== Quoted text ==

By: rwessel (rwessel.delete@this.yahoo.com), March 5, 2021 8:48 am
Room: Moderated Discussions
Etienne Lorrain (etienne_lorrain.delete@this.yahoo.fr) on March 5, 2021 6:23 am wrote:
> Carson (carson.delete@this.example.edu) on March 5, 2021 2:31 am wrote:
> > Etienne Lorrain (etienne_lorrain.delete@this.yahoo.fr) on March 4, 2021 6:58 am wrote:
> > > You cannot "only initialising a page when it was allocated" because the BIOS do not allocate
> > > memory, it just tells you how much memory is available, and the concept of page is not known
> > > (no virtual memory at that point). Moreover the page size is decided by the OS, processor support
> > > different sizes. Moreover memory over 1 Megabyte was special, either EMS or XMS or HMA.
> > > And you could not modify DOS, proprietary software with no source.
> > > The real missing thing was (and still partly is) a proper DMA, able to send more than 64 Kbytes
> > > and able to access more than 1 Megabyte / 16 Mbytes with chipset recognition and NDA docs.
> >
> > These all seem like non-issues.

== Records supplied ==
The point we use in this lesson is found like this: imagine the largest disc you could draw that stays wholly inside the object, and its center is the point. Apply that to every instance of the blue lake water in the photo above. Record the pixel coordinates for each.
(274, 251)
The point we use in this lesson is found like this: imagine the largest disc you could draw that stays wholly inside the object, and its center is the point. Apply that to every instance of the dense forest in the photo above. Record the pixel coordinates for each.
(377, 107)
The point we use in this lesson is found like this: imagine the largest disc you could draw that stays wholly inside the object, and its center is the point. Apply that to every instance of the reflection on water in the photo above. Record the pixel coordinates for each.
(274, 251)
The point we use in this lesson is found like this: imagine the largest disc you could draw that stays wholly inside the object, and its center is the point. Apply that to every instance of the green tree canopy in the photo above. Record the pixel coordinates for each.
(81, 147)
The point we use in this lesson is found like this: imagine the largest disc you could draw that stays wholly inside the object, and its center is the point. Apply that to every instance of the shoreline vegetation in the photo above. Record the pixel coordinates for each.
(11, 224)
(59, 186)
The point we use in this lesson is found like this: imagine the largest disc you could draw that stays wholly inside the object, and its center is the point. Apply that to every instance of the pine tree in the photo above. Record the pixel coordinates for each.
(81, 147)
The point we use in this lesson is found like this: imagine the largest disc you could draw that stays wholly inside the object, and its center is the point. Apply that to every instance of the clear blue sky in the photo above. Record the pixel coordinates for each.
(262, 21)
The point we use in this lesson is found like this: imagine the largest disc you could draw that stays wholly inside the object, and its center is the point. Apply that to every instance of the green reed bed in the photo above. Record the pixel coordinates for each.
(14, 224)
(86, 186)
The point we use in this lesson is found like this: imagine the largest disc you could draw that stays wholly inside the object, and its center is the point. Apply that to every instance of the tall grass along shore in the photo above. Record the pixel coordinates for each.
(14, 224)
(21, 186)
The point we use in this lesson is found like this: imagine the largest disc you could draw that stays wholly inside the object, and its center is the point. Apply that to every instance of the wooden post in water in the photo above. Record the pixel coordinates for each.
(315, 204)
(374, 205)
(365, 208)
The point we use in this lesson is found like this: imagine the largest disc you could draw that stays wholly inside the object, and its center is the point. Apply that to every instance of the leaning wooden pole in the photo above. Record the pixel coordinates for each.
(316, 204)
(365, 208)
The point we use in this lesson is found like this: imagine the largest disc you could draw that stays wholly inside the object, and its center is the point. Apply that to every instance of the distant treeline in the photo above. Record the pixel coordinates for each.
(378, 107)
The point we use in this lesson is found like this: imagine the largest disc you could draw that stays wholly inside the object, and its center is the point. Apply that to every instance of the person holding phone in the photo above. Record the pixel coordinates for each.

== Work to do ==
a: Could you print the forum post from "By: rwessel (rwessel.delete@this.yahoo.com), March" up to and including "XMS or HMA."?
b: Can you output the entries word for word, from the line with "of the distant" up to and including the last line of the entries?

== Task answers ==
a:
By: rwessel (rwessel.delete@this.yahoo.com), March 5, 2021 8:48 am
Room: Moderated Discussions
Etienne Lorrain (etienne_lorrain.delete@this.yahoo.fr) on March 5, 2021 6:23 am wrote:
> Carson (carson.delete@this.example.edu) on March 5, 2021 2:31 am wrote:
> > Etienne Lorrain (etienne_lorrain.delete@this.yahoo.fr) on March 4, 2021 6:58 am wrote:
> > > You cannot "only initialising a page when it was allocated" because the BIOS do not allocate
> > > memory, it just tells you how much memory is available, and the concept of page is not known
> > > (no virtual memory at that point). Moreover the page size is decided by the OS, processor support
> > > different sizes. Moreover memory over 1 Megabyte was special, either EMS or XMS or HMA.

b:
The point we use in this lesson is found like this: imagine the largest disc you could draw that stays wholly inside the object, and its center is the point. Apply that to every instance of the distant treeline in the photo above. Record the pixel coordinates for each.
(378, 107)
The point we use in this lesson is found like this: imagine the largest disc you could draw that stays wholly inside the object, and its center is the point. Apply that to every instance of the person holding phone in the photo above. Record the pixel coordinates for each.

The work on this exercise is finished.